<<<<

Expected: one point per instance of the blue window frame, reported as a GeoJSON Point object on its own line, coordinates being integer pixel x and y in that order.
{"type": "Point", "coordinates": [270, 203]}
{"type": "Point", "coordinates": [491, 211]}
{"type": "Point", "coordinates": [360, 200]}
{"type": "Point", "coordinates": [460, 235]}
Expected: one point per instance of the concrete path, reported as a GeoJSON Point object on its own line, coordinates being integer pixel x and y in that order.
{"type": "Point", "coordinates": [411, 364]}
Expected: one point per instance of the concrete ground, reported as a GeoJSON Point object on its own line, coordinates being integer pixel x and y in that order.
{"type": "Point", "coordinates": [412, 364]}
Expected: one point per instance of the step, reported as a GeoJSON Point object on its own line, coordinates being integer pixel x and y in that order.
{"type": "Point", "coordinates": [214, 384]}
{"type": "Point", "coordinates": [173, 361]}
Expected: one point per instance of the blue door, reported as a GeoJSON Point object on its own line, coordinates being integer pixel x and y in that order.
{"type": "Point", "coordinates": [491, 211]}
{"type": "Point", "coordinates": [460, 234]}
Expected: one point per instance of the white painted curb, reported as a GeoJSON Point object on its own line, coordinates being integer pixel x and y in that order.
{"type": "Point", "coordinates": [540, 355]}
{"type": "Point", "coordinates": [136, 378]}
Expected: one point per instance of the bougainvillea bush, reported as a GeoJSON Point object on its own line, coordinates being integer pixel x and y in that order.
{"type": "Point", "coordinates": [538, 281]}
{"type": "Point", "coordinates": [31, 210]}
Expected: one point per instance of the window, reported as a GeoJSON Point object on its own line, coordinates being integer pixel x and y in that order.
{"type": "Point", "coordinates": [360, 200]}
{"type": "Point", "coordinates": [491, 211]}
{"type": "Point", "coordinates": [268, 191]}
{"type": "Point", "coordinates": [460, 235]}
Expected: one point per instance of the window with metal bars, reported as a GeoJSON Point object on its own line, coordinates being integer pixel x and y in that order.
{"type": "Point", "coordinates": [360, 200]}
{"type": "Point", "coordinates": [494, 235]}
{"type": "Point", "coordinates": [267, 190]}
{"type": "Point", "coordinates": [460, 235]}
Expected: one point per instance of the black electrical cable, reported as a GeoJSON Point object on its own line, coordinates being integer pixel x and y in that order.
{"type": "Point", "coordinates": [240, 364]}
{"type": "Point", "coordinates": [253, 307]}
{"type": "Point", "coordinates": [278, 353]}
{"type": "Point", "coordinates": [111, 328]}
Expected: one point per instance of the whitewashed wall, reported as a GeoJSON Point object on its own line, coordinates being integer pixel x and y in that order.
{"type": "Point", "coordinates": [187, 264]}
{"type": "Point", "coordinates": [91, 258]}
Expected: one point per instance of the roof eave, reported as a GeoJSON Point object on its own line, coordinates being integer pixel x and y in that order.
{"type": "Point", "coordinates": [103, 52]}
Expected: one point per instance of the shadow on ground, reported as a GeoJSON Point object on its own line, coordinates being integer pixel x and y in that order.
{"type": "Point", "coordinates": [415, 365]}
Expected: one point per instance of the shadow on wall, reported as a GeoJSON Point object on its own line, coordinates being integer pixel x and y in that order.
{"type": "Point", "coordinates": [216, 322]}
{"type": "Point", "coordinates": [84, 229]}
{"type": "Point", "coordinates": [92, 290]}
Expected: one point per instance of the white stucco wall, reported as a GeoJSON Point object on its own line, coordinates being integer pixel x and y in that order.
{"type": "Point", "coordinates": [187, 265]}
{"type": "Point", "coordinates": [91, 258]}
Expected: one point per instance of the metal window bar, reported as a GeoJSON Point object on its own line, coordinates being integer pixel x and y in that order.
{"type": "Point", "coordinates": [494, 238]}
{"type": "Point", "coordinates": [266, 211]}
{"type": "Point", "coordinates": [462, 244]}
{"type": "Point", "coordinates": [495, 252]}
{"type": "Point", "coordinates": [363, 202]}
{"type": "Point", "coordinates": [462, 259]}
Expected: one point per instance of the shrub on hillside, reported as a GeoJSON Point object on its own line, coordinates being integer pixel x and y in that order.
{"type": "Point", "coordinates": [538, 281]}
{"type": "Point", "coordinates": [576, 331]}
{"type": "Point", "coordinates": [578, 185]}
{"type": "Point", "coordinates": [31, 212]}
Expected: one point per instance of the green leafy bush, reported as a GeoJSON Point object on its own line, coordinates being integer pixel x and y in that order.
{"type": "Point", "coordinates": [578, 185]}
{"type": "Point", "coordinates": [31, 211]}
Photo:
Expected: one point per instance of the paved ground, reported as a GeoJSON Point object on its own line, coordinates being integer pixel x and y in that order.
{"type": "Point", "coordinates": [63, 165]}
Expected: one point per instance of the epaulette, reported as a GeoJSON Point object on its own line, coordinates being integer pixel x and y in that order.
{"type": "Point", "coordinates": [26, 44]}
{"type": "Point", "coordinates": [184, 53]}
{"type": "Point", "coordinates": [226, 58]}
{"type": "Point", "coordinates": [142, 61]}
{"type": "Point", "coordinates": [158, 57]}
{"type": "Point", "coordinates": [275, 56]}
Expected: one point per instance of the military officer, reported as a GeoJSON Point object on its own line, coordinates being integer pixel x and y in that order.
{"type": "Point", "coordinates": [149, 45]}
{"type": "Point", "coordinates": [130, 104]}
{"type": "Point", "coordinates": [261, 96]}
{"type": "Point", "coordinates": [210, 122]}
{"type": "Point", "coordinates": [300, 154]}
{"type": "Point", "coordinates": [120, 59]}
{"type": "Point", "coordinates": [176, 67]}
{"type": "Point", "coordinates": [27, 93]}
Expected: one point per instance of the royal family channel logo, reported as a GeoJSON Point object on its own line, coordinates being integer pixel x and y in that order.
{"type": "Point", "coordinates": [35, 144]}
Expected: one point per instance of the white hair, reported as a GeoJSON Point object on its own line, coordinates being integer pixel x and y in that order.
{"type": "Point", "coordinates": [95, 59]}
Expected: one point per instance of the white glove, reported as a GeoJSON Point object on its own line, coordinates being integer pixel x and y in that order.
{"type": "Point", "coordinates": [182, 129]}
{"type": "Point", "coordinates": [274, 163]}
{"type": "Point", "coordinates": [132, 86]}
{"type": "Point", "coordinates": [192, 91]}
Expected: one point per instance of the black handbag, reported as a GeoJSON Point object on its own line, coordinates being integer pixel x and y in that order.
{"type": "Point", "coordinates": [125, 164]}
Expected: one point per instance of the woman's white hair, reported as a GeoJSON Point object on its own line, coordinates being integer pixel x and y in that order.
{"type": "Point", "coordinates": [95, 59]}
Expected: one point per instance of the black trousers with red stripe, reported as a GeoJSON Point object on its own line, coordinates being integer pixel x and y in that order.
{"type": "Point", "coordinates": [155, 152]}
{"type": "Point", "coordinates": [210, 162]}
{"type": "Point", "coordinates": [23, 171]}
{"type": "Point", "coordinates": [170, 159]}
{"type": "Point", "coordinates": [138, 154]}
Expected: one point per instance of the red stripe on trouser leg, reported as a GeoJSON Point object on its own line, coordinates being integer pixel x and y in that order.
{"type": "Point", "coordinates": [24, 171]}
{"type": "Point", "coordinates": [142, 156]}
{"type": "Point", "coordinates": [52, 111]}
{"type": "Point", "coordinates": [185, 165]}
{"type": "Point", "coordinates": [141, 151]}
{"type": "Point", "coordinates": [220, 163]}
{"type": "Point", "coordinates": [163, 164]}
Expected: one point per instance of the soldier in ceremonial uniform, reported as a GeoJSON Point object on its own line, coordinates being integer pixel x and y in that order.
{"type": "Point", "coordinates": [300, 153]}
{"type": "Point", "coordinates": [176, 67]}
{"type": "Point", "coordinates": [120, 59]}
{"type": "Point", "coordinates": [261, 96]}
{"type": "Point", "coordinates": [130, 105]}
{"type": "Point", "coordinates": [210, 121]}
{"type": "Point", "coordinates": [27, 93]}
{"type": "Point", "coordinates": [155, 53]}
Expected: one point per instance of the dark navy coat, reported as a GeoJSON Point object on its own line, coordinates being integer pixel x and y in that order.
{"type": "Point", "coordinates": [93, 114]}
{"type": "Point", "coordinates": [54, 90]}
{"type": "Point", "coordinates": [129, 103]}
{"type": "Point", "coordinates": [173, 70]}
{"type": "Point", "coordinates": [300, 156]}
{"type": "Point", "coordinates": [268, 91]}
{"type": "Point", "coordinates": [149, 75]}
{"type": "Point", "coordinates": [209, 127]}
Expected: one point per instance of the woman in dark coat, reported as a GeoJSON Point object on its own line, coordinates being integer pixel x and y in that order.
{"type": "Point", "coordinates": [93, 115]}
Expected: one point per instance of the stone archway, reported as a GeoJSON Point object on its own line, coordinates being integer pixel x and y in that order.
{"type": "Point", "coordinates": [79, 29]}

>>>>

# EXERCISE BRIEF
Every line between the one holding "Expected: one point per instance of the red" and the end of the listing above, inclusive, must be transcribed exactly; omit all others.

# REPLY
Expected: one point per instance of the red stripe on trouser leg, reported as a GeoJSON Point object on its own line, coordinates being integer pixel x and y in that order.
{"type": "Point", "coordinates": [24, 171]}
{"type": "Point", "coordinates": [142, 156]}
{"type": "Point", "coordinates": [52, 111]}
{"type": "Point", "coordinates": [185, 165]}
{"type": "Point", "coordinates": [141, 151]}
{"type": "Point", "coordinates": [220, 163]}
{"type": "Point", "coordinates": [163, 164]}
Expected: one point per instance of the soldier in ceremonial uniform, reported as a GeoJSON Point object on its own line, coordinates being integer pixel x and y in that order.
{"type": "Point", "coordinates": [300, 153]}
{"type": "Point", "coordinates": [176, 67]}
{"type": "Point", "coordinates": [120, 59]}
{"type": "Point", "coordinates": [261, 96]}
{"type": "Point", "coordinates": [130, 105]}
{"type": "Point", "coordinates": [210, 121]}
{"type": "Point", "coordinates": [27, 93]}
{"type": "Point", "coordinates": [155, 53]}
Expected: one point per instance of the dark navy coat, reported as a GeoJSON Point object on its own line, coordinates being integer pixel x and y in that order.
{"type": "Point", "coordinates": [93, 114]}
{"type": "Point", "coordinates": [54, 90]}
{"type": "Point", "coordinates": [129, 103]}
{"type": "Point", "coordinates": [173, 70]}
{"type": "Point", "coordinates": [300, 156]}
{"type": "Point", "coordinates": [268, 91]}
{"type": "Point", "coordinates": [149, 75]}
{"type": "Point", "coordinates": [209, 127]}
Expected: one point per instance of the woman in dark coat, reported as a GeoJSON Point object on its own line, coordinates being integer pixel x and y in that order.
{"type": "Point", "coordinates": [93, 115]}
Expected: one point per instance of the stone archway, reported as a GeoJSON Point object on its own line, coordinates being integer pixel x and y in that order.
{"type": "Point", "coordinates": [79, 29]}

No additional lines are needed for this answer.